Exercise details —
Transcribe each record as written.

Excerpted data —
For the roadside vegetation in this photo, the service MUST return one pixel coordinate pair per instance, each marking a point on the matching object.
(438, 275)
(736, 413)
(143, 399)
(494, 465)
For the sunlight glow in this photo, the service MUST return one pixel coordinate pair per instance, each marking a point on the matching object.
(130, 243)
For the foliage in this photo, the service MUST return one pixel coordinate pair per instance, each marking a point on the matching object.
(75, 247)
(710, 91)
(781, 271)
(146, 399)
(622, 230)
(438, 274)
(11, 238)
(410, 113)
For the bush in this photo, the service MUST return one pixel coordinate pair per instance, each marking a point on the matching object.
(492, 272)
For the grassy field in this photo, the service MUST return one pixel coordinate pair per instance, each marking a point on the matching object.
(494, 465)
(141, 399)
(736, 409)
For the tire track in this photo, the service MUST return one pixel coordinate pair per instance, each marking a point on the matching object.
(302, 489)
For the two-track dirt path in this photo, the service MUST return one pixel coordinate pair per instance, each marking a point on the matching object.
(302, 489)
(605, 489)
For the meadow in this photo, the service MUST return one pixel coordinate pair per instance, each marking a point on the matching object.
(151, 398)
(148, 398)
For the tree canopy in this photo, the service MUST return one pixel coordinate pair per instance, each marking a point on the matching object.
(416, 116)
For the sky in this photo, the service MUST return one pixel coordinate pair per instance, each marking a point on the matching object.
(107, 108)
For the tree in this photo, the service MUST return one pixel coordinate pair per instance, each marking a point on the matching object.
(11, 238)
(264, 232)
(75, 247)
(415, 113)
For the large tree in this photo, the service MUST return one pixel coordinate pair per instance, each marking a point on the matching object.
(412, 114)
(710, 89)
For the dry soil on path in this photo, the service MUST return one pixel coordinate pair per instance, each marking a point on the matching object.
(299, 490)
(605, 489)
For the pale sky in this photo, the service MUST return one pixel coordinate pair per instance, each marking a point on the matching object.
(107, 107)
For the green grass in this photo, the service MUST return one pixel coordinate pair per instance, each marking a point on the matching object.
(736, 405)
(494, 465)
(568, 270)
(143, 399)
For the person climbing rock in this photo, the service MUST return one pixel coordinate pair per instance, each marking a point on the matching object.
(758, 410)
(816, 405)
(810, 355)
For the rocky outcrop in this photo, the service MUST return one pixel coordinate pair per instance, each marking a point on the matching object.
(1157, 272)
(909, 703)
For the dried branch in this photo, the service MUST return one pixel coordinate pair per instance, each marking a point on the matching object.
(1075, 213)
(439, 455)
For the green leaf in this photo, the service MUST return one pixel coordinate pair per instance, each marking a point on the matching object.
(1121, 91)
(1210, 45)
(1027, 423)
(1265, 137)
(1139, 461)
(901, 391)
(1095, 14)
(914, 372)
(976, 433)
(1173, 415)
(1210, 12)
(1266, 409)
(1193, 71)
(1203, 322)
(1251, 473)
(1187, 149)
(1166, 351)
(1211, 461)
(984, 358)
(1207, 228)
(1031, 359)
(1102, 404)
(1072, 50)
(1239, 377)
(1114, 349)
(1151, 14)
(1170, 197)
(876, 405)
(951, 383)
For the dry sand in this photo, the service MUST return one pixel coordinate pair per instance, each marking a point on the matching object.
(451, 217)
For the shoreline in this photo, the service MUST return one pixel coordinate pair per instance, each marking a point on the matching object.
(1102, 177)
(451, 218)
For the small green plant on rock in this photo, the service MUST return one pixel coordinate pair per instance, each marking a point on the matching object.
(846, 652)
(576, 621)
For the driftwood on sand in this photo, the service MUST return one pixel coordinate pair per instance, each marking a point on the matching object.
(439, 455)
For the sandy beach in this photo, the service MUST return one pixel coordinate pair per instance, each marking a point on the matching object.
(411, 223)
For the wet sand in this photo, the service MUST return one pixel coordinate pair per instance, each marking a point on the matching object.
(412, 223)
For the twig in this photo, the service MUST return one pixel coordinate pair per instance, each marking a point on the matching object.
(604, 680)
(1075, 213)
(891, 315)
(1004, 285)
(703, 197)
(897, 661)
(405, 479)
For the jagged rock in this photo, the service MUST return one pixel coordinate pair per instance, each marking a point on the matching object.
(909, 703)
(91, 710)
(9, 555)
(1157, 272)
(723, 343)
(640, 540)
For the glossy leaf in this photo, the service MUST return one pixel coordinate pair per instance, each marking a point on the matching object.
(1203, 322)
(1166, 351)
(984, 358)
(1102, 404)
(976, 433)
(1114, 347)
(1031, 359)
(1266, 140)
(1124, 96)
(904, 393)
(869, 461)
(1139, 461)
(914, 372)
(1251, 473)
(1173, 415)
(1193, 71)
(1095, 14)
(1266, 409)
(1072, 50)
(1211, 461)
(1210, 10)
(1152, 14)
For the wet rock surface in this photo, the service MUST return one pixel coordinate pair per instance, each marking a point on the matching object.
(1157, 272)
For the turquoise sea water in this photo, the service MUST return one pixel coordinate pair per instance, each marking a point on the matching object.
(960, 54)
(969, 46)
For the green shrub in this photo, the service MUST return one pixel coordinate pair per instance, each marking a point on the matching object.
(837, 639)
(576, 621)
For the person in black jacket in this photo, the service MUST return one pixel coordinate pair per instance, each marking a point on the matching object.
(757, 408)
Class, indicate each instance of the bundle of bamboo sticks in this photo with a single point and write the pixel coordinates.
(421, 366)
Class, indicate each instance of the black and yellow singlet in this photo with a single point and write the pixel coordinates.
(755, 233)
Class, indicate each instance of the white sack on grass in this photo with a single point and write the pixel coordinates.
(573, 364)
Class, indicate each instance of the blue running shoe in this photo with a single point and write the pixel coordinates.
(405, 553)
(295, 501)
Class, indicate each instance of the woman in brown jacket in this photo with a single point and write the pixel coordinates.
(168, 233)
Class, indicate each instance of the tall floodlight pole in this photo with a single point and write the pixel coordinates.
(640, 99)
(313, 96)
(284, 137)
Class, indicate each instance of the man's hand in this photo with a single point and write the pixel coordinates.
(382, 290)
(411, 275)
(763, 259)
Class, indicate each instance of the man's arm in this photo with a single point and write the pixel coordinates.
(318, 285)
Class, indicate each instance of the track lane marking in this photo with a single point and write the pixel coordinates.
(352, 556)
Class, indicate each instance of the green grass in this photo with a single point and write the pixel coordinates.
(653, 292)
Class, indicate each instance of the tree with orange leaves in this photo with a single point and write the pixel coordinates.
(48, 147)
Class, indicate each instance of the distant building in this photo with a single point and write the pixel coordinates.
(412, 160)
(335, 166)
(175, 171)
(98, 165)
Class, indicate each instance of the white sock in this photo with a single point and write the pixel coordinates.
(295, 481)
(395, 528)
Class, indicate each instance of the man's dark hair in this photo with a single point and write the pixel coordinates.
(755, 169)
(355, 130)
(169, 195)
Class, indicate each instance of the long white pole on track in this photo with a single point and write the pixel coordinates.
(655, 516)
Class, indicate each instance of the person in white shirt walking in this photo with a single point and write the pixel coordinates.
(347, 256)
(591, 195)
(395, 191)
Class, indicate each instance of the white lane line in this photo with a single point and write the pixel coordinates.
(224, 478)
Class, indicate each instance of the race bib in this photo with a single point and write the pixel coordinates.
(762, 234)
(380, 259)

Task output —
For the roadside vegetation in this photo, the service MUST return one pixel coordinate pair per instance, each marking a point on the matching object.
(438, 275)
(736, 413)
(143, 399)
(494, 465)
For the sunlight glow in this photo, the service MUST return one pixel coordinate pair per instance, each marking a point on the matching object.
(130, 243)
For the foliage in this photo, the service MUST return one pixel coordinate pair per instance, each marking a point on the matching object.
(75, 247)
(710, 91)
(781, 271)
(146, 399)
(622, 230)
(438, 274)
(11, 238)
(410, 113)
For the bush in this photo, the service MUST return one pixel coordinate pair per instance, each marking a point on the matching object.
(492, 272)
For the grassy field in this photo, the service MUST return one pixel coordinate pair per instance, each marking a point on the matching object.
(494, 465)
(141, 399)
(736, 409)
For the tire track in this photo, the service MUST return one pixel coordinate pair per instance, each marking a point on the matching object.
(302, 489)
For the two-track dirt path in this photo, the service MUST return one pixel coordinate pair per instance, each marking a point on the matching object.
(302, 489)
(605, 489)
For the meadow in this photo, the service MUST return one pixel coordinate pair per instance, each marking a point on the matching object.
(151, 398)
(148, 398)
For the tree canopy in this photo, the service MUST return one pixel coordinate pair per instance, each marking a point on the matching object.
(416, 116)
For the sky in this photo, the service MUST return one pixel coordinate pair per instance, each marking a point on the matching object.
(107, 108)
For the tree in this photo, the service MUST return one pixel coordinate pair per instance, each marking a point on the matching object.
(11, 238)
(264, 232)
(75, 247)
(415, 113)
For the large tree in this photo, the service MUST return one pixel coordinate pair per instance, each marking a point on the matching object.
(412, 114)
(710, 89)
For the dry soil on path in this photo, the service MUST return one pixel coordinate pair per instance, each marking a point on the matching object.
(299, 490)
(605, 489)
For the pale sky in this photo, the service MUST return one pixel coordinate pair per instance, each marking a point on the matching object.
(107, 107)
For the green grass in this photo, the service MUST return one pixel coordinate pair per instance, each marking a point on the matching object.
(736, 405)
(494, 465)
(568, 270)
(143, 399)
For the person climbing rock in this photo, the service MUST return one pixel coordinate pair per instance, each marking a point on the matching object.
(758, 410)
(816, 405)
(810, 355)
For the rocky outcrop in this photo, the service MUST return one pixel coordinate pair per instance, each marking a point on the matching object.
(1157, 272)
(909, 703)
For the dried branch in this photo, the service MUST return one pixel coordinate pair per instance, each marking a point on the matching object.
(1075, 213)
(439, 455)
For the green leaf in this photo, the service MUST return one pixel coordinate pair per instance, each marking a point on the matching object.
(1121, 91)
(1210, 45)
(1027, 423)
(1265, 137)
(1139, 461)
(901, 391)
(1095, 14)
(914, 372)
(976, 433)
(1173, 415)
(1210, 12)
(1266, 409)
(1193, 71)
(1203, 322)
(1251, 473)
(1187, 149)
(1166, 351)
(1211, 461)
(984, 358)
(1207, 228)
(1031, 359)
(1102, 404)
(1072, 50)
(1239, 377)
(1114, 349)
(1151, 14)
(1170, 197)
(876, 405)
(951, 383)
For the dry sand in this photo, the service MUST return one pixel coordinate pair per instance, each marking a point on the matching object.
(451, 217)
For the shoreline in this photo, the service MUST return one pixel coordinate pair per instance, each marking a point on the matching object.
(1102, 177)
(451, 218)
For the small green plant on rock in this photo, the service MUST return one pixel coordinate pair per instance, each marking a point on the matching object.
(846, 652)
(576, 621)
For the driftwood on sand in this photo, the service MUST return one pixel coordinate pair per instance, each marking a point on the matching object.
(439, 455)
For the sandy beach in this photo, the service MUST return one pixel coordinate pair per instance, each marking a point on the matching object.
(411, 223)
For the wet sand in this photo, the service MUST return one pixel coordinate pair per instance, each marking a point on the matching object.
(412, 223)
For the twig in this photo, the service MUST return one pixel coordinate pair per instance, each marking a point on the matching object.
(604, 680)
(1075, 213)
(891, 315)
(1004, 285)
(703, 197)
(897, 661)
(405, 479)
For the jagged rock in this photo, the service MUST return one pixel coordinate pair per instance, each marking a point on the matching object.
(909, 703)
(91, 710)
(9, 555)
(1157, 272)
(723, 343)
(640, 540)
For the glossy leaf in this photo, the service MUST return one pixel coordinate pair per instance, each marking a point on the matching object.
(1203, 322)
(1166, 351)
(984, 358)
(1102, 404)
(976, 433)
(1114, 347)
(1031, 359)
(1266, 140)
(1124, 96)
(904, 393)
(869, 461)
(1139, 461)
(914, 372)
(1251, 473)
(1173, 415)
(1193, 71)
(1095, 14)
(1266, 409)
(1072, 50)
(1211, 461)
(1210, 10)
(1152, 14)
For the wet rock surface in this photo, the service MUST return one pixel coordinate pair per instance, each marking a point on the matching object.
(1157, 272)
For the turquoise sea water in this photo, the service MUST return one pixel coordinate pair per instance, each marking a point on the matching object.
(960, 54)
(969, 46)
For the green shrub in this photo, the service MUST return one pixel coordinate pair per instance, each marking a point on the matching object.
(837, 639)
(576, 621)
For the person in black jacket in this photo, the service MUST return one pixel coordinate pair per instance, each marking a point on the matching object.
(757, 408)
Class, indicate each instance of the bundle of bamboo sticks in this photo with a single point and write the pixel coordinates.
(421, 366)
Class, indicate each instance of the black and yellow singlet in this photo with a single point and write the pixel coordinates.
(755, 233)
Class, indicate each instance of the white sack on grass in this photo with a single point and write the pixel coordinates.
(573, 364)
Class, indicate each instance of the blue running shoe in this photo with a single point and write the pixel coordinates.
(405, 553)
(295, 501)
Class, indicate each instance of the woman in brown jacket in this photo with a single point and write the pixel coordinates.
(168, 233)
Class, indicate each instance of the tall floodlight pole in this photo with a single point and write the pixel coordinates.
(640, 99)
(313, 96)
(284, 137)
Class, indicate each instance of the man's hand in this photo with a single point and write the pixel coordinates.
(382, 290)
(411, 275)
(763, 259)
Class, indicate each instance of the man's arm in this photo with a single point and write the pixel coordinates.
(318, 285)
Class, indicate each instance of the track lane marking in this photo with a single point and write the pixel coordinates.
(352, 556)
Class, indicate each instance of the green grass in this photo with a single point and write the pixel coordinates.
(653, 292)
Class, indicate each instance of the tree with orange leaves in this photo with a single point and write the pixel coordinates.
(48, 147)
Class, indicate each instance of the distant building in this photo with a single point and write the pixel coordinates.
(412, 160)
(335, 166)
(175, 171)
(98, 165)
Class, indicate each instance of the white sock in this photo with a single point and write the pixel coordinates.
(295, 481)
(395, 528)
Class, indicate each instance of the man's dark hair in this photo with a single point and write the pixel coordinates.
(755, 169)
(355, 130)
(169, 195)
Class, indicate each instance of the long white pole on track in this photo with a single point and write the pixel coordinates.
(655, 516)
Class, indicate each instance of the person in white shirt walking in this photo with a single point and write the pixel coordinates.
(347, 256)
(591, 195)
(395, 191)
Class, indicate each instance of the white lane line in this photo with a single point and write the pixel coordinates.
(224, 478)
Class, indicate each instance of the race bib in this photo with a single point and write the pixel coordinates.
(762, 234)
(380, 259)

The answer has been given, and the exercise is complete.